> _Exercise brief_
Extract and copy every line of the listing below that contains the string "dark". Matching is case-sensitive.

Location identification listing
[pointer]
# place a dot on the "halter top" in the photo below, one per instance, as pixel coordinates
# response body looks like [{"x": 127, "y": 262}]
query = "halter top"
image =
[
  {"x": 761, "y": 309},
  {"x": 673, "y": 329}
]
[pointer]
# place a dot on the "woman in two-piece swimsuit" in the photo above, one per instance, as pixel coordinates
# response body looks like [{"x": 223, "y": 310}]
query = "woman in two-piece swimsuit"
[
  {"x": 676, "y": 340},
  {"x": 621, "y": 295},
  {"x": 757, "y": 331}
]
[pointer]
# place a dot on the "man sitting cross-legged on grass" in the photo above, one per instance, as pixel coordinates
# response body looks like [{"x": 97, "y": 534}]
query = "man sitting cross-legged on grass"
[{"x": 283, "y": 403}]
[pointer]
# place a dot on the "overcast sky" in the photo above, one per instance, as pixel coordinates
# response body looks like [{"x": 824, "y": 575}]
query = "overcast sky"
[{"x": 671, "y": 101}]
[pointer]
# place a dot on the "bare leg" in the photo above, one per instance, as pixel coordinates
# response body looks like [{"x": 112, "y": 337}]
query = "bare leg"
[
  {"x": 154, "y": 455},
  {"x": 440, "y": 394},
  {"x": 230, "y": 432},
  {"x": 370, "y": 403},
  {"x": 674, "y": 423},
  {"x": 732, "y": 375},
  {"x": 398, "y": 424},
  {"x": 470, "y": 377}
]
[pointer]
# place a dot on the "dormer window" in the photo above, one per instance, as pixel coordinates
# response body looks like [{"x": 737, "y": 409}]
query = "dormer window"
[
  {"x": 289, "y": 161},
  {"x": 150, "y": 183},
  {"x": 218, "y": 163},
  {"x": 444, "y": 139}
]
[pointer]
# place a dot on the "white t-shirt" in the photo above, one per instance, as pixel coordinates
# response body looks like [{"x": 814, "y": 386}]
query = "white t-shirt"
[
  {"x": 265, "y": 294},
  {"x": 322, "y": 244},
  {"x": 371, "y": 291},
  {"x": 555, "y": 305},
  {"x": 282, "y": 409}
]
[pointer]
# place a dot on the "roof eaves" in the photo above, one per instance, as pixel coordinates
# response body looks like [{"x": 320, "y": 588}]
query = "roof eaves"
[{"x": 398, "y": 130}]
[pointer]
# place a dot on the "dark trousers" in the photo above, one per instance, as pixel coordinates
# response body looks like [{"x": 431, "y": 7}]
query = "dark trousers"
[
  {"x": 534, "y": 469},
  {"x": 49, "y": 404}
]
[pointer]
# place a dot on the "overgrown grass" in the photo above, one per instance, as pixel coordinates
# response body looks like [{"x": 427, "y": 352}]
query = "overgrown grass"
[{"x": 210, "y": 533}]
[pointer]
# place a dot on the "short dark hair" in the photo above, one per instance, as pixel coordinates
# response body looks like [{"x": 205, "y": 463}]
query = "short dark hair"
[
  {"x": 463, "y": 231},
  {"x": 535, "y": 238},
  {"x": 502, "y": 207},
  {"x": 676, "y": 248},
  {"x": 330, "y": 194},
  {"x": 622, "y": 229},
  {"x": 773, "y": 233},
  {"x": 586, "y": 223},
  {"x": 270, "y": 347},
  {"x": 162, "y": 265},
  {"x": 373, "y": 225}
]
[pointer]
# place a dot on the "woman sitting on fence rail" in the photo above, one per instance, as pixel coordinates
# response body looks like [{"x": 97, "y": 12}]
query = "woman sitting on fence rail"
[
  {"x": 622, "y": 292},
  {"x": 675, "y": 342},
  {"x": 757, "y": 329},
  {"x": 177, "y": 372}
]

> _The output_
# place a dot on the "dark trousers" in the photo above, one per instance, as pixel coordinates
query = "dark trousers"
# place a dot on the "short dark hair" in the photo above, one per instance, as pixel coordinates
query = "short dark hair"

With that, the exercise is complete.